*Tasks and exercises*:
1. Answer these questions using the text on heritage value recognition:
(a) On which dataset was the model trained?
(b) What accuracy does ViT-HVE reach when K = 1?
(c) Which value dimensions does the text say were identified consistently across regions?
2. Render this sentence from the text on heritage value recognition in Spanish: "Specifically, when only one labeled image per class is provided (K = 1), the model attains 51.21% accuracy, indicating its ability to generalize from extremely limited supervision."

*Text block*:
***
Fig. 16: Comparison of value weighting between model predictions and expert evaluations for heritage images.
figure 16

a Weighting Results of Image 1 to Image 5. b Weighting Results of Image 6 to Image 10.

Cross-regional generalization

To evaluate the cross-cultural generalization ability of our framework, we tested the ViT-HVE model on a set of heritage images from non-East Asian regions, including Southern and Eastern Europe, Sub-Saharan Africa and so on. These samples encompass diverse heritage types such as architectural sites, ritual performances, sculptural art, commemorative structures, and distinctive natural landscapes and landforms.

Figure 17 presents examples of heritage value recognition and evaluation for non-East Asian heritage images. Although the model was trained solely on East Asian cultural heritage data, it still demonstrates strong generalization ability across diverse non-East Asian contexts, including architecture, dance, and natural landforms. This indicates that the model has effectively learned the semantic attributes associated with different heritage values from large-scale data, enabling it to make contextually appropriate predictions across culturally and visually diverse inputs.

Fig. 17
figure 17

TK-HVW value distribution on Non-East Asian heritage samples.

These results demonstrate that the model can generalize its value recognition capabilities to visually distinct and culturally diverse heritage contexts, even though it was trained on the East Asian-centric CHVR dataset. The consistency in identifying semantically meaningful values—such as Artistic, Historical, and Folk—across regions suggests that these value dimensions possess a degree of visual universality that transcends cultural boundaries.

Small-sample robustness

To assess the robustness of ViT-HVE under data-scarce conditions, we conducted a K-shot evaluation with K {1, 5, 10, 20}, where only K labeled samples per class were available for training. As shown in Table 5, the accuracy of ViT-HVE increases steadily with the number of labeled samples, demonstrating strong adaptability to small-sample scenarios. Specifically, when only one labeled image per class is provided (K = 1), the model attains 51.21% accuracy, indicating its ability to generalize from extremely limited supervision. As the number of labeled samples increases, the performance improves consistently, reaching 58.82%, 63.45%, and 69.73% at 5-, 10-, and 20-shot settings, respectively. These results confirm that ViT-HVE maintains competitive performance even with scarce labeled data, while scaling effectively as more annotations become available.
***
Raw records
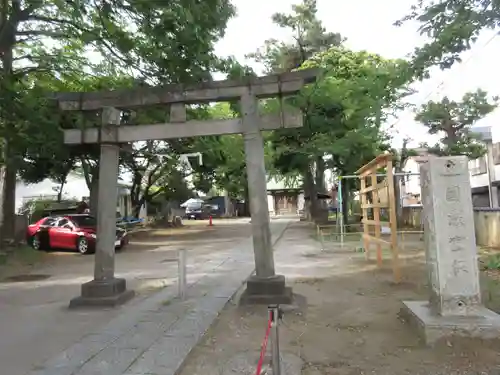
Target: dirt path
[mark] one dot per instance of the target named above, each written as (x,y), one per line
(350,323)
(34,321)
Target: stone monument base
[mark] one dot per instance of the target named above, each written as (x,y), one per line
(108,293)
(267,291)
(485,324)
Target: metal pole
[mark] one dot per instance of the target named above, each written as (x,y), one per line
(340,212)
(181,262)
(275,343)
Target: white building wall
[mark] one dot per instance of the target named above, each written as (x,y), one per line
(75,187)
(479,180)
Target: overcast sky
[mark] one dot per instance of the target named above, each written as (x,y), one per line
(367,25)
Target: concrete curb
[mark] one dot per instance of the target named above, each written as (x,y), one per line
(156,335)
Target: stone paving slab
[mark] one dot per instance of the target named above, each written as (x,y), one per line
(155,336)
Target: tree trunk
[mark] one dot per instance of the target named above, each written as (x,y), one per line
(8,196)
(311,192)
(320,174)
(94,193)
(345,201)
(59,192)
(9,167)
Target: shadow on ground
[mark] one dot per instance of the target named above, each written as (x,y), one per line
(350,325)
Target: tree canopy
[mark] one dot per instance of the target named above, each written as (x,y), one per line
(454,120)
(452,27)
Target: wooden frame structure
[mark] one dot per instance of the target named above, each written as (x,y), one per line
(370,199)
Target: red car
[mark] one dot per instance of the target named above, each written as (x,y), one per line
(72,232)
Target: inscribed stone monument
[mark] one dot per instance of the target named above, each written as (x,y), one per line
(454,305)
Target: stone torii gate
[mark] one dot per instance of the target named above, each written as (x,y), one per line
(265,287)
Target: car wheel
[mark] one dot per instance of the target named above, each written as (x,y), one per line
(82,245)
(36,242)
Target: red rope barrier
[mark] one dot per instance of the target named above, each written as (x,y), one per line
(264,345)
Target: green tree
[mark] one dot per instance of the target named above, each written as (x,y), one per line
(343,110)
(343,114)
(153,39)
(309,35)
(454,120)
(453,26)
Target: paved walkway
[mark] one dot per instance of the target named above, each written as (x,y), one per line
(154,337)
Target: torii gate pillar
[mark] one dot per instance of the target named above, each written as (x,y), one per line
(105,289)
(265,287)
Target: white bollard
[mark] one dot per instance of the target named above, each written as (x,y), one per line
(181,262)
(275,343)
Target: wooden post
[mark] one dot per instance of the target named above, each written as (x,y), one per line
(376,215)
(370,170)
(364,207)
(393,222)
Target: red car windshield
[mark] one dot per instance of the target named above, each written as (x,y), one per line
(84,221)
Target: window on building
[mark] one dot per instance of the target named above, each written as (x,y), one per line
(496,153)
(477,166)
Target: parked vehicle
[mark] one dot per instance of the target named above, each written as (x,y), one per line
(71,232)
(199,211)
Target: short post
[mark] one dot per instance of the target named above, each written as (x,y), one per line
(274,310)
(181,262)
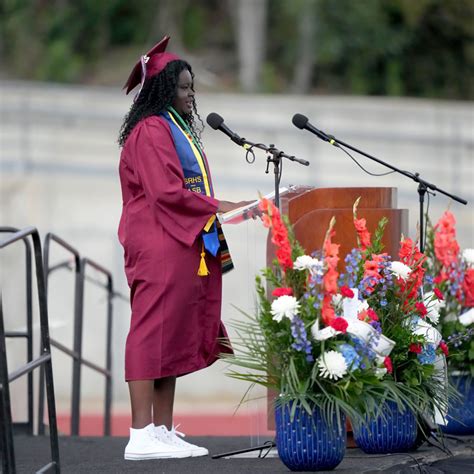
***
*Task results*:
1.
(a) The East Asian-centric CHVR dataset.
(b) 51.21%.
(c) Artistic, Historical, and Folk.

2. En concreto, cuando solo se proporciona una imagen etiquetada por clase (K = 1), el modelo alcanza una precisión del 51,21 %, lo que indica su capacidad de generalizar a partir de una supervisión extremadamente limitada.